Please copy the entries starting at the line that contains "instance like [77,428]." and ending at the end of the entries, substituting "kitchen stove" for "gas stove" and keeping everything else the same.

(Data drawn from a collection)
▼▼▼
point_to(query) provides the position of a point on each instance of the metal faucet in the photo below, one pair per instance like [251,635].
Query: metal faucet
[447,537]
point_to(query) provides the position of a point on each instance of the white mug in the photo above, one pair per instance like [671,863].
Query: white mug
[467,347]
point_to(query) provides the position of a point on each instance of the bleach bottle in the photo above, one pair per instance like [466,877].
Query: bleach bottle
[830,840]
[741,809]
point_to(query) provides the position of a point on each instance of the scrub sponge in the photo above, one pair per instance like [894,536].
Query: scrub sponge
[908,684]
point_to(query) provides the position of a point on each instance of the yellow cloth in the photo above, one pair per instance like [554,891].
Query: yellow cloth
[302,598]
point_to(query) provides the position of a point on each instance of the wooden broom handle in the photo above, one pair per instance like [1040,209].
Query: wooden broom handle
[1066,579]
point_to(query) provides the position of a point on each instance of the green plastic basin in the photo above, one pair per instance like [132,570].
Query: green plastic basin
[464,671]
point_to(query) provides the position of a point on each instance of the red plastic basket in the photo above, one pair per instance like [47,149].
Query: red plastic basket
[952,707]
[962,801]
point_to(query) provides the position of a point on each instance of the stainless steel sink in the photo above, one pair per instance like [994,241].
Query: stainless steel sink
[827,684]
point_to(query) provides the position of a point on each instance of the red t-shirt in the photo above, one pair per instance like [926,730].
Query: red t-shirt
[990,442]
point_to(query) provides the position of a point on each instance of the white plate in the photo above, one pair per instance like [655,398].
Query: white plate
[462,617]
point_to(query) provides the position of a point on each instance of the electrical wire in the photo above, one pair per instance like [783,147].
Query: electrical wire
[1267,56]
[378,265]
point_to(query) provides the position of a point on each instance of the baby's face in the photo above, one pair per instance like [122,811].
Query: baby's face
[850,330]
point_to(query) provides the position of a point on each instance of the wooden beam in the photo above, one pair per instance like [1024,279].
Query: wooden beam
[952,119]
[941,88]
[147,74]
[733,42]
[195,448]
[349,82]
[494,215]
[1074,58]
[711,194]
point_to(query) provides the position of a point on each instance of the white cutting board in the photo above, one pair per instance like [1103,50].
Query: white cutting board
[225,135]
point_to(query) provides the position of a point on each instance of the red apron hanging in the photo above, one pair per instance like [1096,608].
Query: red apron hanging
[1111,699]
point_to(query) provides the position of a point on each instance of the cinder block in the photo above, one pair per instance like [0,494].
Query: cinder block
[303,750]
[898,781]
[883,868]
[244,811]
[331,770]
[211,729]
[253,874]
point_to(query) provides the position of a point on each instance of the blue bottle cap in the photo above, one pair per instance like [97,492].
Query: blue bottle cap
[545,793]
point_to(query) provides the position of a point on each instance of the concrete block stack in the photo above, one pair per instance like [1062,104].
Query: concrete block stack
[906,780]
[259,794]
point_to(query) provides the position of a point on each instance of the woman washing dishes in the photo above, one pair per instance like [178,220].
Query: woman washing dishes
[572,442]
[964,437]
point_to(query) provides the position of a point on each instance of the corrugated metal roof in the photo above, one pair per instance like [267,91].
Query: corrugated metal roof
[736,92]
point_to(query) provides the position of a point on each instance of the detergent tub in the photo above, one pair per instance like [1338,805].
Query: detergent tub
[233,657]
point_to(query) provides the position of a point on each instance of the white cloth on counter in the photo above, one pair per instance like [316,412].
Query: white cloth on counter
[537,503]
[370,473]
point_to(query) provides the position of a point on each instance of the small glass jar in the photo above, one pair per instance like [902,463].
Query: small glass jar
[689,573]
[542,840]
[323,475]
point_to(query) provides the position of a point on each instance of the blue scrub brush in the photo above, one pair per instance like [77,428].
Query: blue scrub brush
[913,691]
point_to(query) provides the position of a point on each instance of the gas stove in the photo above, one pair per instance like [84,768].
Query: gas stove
▲▲▲
▶ [Answer]
point_to(query) provides the position of a point on each instance of the blue scrub brush in the photo above, one pair per instance like [77,428].
Query: blue scrub brush
[913,691]
point_to(query) provides the position of a point on each instance of the kitchen stove in the photo above, one pair per instance like [84,768].
Query: kitchen stove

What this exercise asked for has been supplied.